* [Document extract]
— Start —
The comments by George Smith on Lecky and Robertson, and Steve Davies’s interesting reflections on the connections between ideas and social change, have helped me greatly in my thinking about how ideas spread. I want to try to synthesize some of what has been said and then pose a couple of new hypotheses.
It seems to me that George’s fascinating exploration of Stephen, Lecky, and Robertson clarify some of the basic points that David Hart has been sketching. If I understand George correctly, the process of ideational change begins with what we have been calling “first-order thinkers,” in Stephen’s example, people like Bacon, Descartes, and Locke. Their ideas gradually filter into society and influence public opinion, which eventually works to change general attitudes and economic and social policies.
So far so good, but George, drawing on Robertson, makes an important argument at this point. Changes of belief, in matters both “major” and “minor” (corresponding, I think, to David Hart’s distinction between “core” and “noncore” beliefs), come about as a result of reasoning. This is crucial, I think, because it gives us a mechanism, thus far lacking in our discussion, for how ideas are actually spread, namely, through reasoned argument. In this formulation, concepts like Zeitgeist become not the producers of public opinion but their effects. If this description of how ideas are spread is accurate, it is at the same time exciting and daunting. It is exciting because it means that, with the proper sorts of arguments, we can convince people of the truth of our ideas. It is daunting because, as Robertson’s quote hints, most people do not want to put forth the necessary effort to consider and reason through new ideas, especially if these run counter to popular opinion
The other question suggested by this line of reasoning is the length of time it takes for ideas to filter through society, become the subjects of debates and arguments, and eventually change public opinion. David Hart and I have been talking about this offline (I have the advantage of working in the same building as he does), and I’ve come to a couple of tentative hypotheses on the subject.
First, it seems like it takes a very, very long time for abstract “first-order” ideas to make their way into public opinion. Smith and Ricardo, for example, were writing about the importance of free trade and free markets during the late 18th and early 19th centuries, but it took until the 1840s for such ideas to become more or less commonplace. Even then, free-trade policies were (and have continued to be) under relentless attack. If we want to take the date of the abolition of the Corn Laws (1846) as an indication of the victory of free-trade ideas, we can say that from the publication of Adam Smith’s The Wealth of Nations, it took 70 years for free-trade ideas to see their first significant victory.
— End —
* [Extracted records]
— Start —
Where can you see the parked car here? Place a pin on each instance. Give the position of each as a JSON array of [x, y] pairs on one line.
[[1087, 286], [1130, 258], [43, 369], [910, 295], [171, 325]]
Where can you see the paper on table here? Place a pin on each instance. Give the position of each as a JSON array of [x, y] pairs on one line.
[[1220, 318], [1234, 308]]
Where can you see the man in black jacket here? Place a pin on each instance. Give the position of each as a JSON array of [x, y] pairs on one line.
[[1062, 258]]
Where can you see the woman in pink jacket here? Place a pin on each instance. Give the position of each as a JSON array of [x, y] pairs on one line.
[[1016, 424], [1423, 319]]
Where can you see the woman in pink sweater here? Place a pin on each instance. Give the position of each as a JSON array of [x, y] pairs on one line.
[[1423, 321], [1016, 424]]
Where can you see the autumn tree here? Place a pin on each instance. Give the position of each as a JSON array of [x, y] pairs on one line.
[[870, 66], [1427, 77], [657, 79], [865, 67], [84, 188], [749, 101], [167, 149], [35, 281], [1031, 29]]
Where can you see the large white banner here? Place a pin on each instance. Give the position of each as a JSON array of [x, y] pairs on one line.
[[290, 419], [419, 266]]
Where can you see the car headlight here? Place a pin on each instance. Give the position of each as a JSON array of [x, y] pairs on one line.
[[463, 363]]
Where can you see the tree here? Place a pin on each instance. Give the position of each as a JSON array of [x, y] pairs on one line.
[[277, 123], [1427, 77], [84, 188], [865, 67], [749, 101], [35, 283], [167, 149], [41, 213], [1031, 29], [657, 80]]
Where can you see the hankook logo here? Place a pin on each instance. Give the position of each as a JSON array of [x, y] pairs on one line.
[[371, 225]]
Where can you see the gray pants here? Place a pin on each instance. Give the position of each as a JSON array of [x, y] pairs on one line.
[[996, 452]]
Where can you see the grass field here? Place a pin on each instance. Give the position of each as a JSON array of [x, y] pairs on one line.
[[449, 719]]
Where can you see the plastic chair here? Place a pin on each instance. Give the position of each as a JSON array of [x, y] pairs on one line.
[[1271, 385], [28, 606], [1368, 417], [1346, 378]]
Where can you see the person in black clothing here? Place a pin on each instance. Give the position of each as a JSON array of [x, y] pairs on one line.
— End —
* [Challenge 1] In the passage on how ideas spread, list the people given in Stephen's example as "first-order thinkers."
* [Challenge 2] Reproduce part of the passage on how ideas spread word for word: begin at the words "The comments by" and stop after "and social policies.".

* [Full solution 1] Bacon, Descartes, Locke

* [Full solution 2]
The comments by George Smith on Lecky and Robertson, and Steve Davies’s interesting reflections on the connections between ideas and social change, have helped me greatly in my thinking about how ideas spread. I want to try to synthesize some of what has been said and then pose a couple of new hypotheses.
It seems to me that George’s fascinating exploration of Stephen, Lecky, and Robertson clarify some of the basic points that David Hart has been sketching. If I understand George correctly, the process of ideational change begins with what we have been calling “first-order thinkers,” in Stephen’s example, people like Bacon, Descartes, and Locke. Their ideas gradually filter into society and influence public opinion, which eventually works to change general attitudes and economic and social policies.